- **Instructions for the task**
Reproduce the whole listing, character for character.

- **Rows**
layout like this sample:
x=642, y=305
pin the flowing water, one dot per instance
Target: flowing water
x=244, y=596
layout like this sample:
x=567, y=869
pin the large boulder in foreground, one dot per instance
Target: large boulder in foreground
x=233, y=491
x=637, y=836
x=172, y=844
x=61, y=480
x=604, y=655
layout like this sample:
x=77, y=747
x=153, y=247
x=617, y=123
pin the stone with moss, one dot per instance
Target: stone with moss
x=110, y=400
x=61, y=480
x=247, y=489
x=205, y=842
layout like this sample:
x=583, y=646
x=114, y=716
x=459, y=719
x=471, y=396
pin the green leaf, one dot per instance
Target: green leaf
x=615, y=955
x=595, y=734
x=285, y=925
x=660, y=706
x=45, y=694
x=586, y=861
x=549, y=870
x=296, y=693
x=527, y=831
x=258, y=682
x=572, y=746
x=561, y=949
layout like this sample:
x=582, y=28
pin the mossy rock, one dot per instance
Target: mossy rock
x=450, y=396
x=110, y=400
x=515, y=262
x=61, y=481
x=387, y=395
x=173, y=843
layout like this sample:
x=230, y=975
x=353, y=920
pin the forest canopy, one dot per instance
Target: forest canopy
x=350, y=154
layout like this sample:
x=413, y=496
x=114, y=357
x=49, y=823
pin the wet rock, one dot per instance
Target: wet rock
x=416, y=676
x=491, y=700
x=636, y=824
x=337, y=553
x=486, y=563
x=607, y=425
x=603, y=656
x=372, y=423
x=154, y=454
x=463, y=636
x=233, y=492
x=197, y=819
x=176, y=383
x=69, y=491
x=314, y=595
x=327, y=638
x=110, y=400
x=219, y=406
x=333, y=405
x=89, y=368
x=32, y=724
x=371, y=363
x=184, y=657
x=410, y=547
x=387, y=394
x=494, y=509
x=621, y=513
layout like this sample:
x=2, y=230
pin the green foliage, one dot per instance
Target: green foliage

- **Solution to this problem**
layout like this sample:
x=642, y=305
pin the flowing water, one dot per instance
Target: flowing water
x=244, y=596
layout like this sample:
x=567, y=869
pin the large boulder in foreground, one dot per instance
Target: large boulder in foreground
x=233, y=491
x=637, y=836
x=172, y=844
x=61, y=480
x=604, y=655
layout like this sample:
x=77, y=747
x=153, y=247
x=617, y=123
pin the stone with moss, one dot per instance
Target: stone with moss
x=110, y=400
x=61, y=480
x=247, y=489
x=205, y=842
layout like this sample:
x=583, y=646
x=114, y=716
x=459, y=719
x=471, y=396
pin the green leaf, one dot per instance
Target: green leaf
x=615, y=955
x=595, y=734
x=285, y=925
x=660, y=706
x=45, y=694
x=586, y=861
x=549, y=870
x=296, y=693
x=527, y=831
x=258, y=682
x=572, y=746
x=561, y=949
layout like this sample:
x=582, y=28
pin the mossy rock, one dot per instance
Target: mossy rock
x=450, y=396
x=110, y=400
x=515, y=262
x=61, y=481
x=387, y=395
x=173, y=843
layout like this sample:
x=230, y=975
x=353, y=920
pin the forest canopy, one dot per instance
Target: forest canopy
x=350, y=154
layout like this sample:
x=413, y=496
x=114, y=357
x=49, y=823
pin the wet rock, one dot per instance
Target: wet rock
x=416, y=676
x=491, y=700
x=636, y=824
x=337, y=553
x=486, y=563
x=607, y=425
x=603, y=656
x=372, y=423
x=154, y=454
x=463, y=636
x=233, y=492
x=197, y=819
x=176, y=383
x=69, y=491
x=314, y=595
x=327, y=638
x=110, y=400
x=219, y=406
x=333, y=405
x=89, y=368
x=32, y=724
x=371, y=363
x=184, y=657
x=410, y=547
x=387, y=394
x=494, y=509
x=621, y=513
layout like this sample:
x=2, y=230
pin the green foliage, one dot per instance
Target: green foliage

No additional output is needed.